**Selected excerpt**
----------

The Association for the Taxation of financial Transactions for the Aid
of Citizens (ATTAC) has been campaigning for the Belgian presidency to
take up the controversial debate on the introduction of a
"Tobin-style" tax. Professor James Tobin first proposed a uniform tax
on currency transaction in 1972.The idea of the Tobin tax is to reduce
exchange rate volatility and discourage speculation attacks on
currencies.

The Tobin tax is due to be discussed by finance ministers in Liege on
21-23 September. ATTAC expects 10,000 protestors to gather in Liege
for a demonstration on 21 September to maintain pressure on the
Belgian presidency to continue the debate into introducing the tax.

Arnaud Zacharie, chairman of ATTAC Liege, took the time to speak with
EUobserver.com and explain the potential benefits of introducing a
Europe-wide tax based on the research of James Tobin.

What kind of demonstrations are being planned for the ECOFIN meeting
in September?

----------

**Direction A**
In the Tobin tax excerpt, how many protestors does ATTAC expect to gather in Liege?
**Direction B**
Quote the Tobin tax excerpt word for word, starting at "The Tobin tax is due" and ending at "in September?".
The data that follows has no connection to the Tobin tax excerpt.

----------

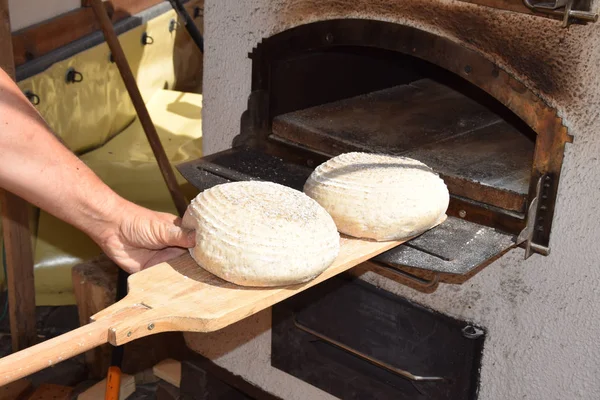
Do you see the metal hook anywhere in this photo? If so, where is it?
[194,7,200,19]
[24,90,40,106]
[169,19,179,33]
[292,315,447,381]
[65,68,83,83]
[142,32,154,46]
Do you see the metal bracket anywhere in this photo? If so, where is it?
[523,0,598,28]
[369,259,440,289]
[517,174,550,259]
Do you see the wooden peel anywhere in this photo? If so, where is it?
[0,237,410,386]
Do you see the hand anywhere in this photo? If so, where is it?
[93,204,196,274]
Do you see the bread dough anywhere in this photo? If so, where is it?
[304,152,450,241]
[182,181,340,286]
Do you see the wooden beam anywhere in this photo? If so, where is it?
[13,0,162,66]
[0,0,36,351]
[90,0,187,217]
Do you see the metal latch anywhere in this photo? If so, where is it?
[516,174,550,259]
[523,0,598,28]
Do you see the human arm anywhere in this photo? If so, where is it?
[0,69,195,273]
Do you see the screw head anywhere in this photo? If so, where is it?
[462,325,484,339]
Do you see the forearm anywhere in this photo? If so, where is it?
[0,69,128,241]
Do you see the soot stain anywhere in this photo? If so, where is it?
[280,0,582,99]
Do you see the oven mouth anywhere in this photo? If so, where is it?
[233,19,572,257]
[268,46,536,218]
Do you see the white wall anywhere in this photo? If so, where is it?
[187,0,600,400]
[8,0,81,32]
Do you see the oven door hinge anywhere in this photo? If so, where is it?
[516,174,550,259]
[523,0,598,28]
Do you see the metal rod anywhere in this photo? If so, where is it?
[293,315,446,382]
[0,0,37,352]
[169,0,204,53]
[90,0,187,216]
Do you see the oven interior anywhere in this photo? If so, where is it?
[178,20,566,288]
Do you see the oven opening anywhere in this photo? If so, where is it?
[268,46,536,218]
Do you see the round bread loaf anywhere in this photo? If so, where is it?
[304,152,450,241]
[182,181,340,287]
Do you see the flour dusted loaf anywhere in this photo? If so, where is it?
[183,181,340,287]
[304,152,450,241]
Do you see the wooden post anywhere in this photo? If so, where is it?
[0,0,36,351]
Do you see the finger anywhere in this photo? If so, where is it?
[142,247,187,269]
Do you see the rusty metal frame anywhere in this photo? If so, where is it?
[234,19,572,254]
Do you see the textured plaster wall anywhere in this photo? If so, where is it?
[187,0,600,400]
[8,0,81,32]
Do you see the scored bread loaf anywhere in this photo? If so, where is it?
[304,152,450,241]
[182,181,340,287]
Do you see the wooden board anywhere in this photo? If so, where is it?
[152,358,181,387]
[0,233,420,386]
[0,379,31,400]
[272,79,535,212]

----------

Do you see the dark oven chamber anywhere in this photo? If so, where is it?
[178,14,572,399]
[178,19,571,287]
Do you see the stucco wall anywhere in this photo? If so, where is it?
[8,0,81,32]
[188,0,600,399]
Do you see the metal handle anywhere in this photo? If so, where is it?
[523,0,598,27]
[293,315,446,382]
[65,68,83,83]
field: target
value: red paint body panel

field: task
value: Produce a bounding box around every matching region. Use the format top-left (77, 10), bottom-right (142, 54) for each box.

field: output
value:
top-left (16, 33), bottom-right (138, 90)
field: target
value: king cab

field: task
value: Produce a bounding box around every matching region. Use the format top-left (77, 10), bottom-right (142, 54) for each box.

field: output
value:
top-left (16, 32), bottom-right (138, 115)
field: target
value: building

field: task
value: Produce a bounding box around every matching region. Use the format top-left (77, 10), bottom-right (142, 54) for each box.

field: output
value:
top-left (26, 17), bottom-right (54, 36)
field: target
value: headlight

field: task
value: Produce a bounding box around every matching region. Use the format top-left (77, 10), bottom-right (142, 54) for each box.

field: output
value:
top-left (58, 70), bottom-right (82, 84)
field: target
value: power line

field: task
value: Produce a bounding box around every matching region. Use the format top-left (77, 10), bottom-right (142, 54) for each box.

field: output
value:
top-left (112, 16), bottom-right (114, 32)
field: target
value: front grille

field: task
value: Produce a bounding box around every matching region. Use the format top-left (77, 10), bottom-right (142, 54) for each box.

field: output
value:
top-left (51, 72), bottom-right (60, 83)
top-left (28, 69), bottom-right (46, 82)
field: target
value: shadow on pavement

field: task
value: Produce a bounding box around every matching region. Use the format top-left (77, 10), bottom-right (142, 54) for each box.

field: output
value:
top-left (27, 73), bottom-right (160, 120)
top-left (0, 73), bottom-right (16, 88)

----------

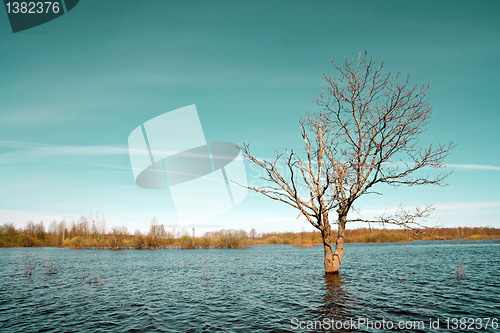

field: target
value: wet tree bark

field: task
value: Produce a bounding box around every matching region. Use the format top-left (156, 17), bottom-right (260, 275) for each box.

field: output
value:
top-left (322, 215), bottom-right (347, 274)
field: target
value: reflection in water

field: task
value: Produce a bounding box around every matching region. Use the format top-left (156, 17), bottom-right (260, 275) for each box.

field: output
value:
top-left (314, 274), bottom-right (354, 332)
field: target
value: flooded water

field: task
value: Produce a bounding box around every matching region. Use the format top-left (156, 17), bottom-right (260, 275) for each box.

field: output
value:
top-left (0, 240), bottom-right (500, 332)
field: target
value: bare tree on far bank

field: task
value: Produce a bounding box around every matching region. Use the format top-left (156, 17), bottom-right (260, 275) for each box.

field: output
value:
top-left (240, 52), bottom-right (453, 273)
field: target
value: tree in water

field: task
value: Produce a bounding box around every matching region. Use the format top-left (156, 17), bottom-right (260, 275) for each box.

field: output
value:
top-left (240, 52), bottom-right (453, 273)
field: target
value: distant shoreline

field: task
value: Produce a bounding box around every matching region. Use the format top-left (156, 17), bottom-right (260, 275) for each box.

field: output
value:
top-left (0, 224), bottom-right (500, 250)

----------

**Task response A**
10,000 protestors

**Task response B**
The Tobin tax is due to be discussed by finance ministers in Liege on
21-23 September. ATTAC expects 10,000 protestors to gather in Liege
for a demonstration on 21 September to maintain pressure on the
Belgian presidency to continue the debate into introducing the tax.

Arnaud Zacharie, chairman of ATTAC Liege, took the time to speak with
EUobserver.com and explain the potential benefits of introducing a
Europe-wide tax based on the research of James Tobin.

What kind of demonstrations are being planned for the ECOFIN meeting
in September?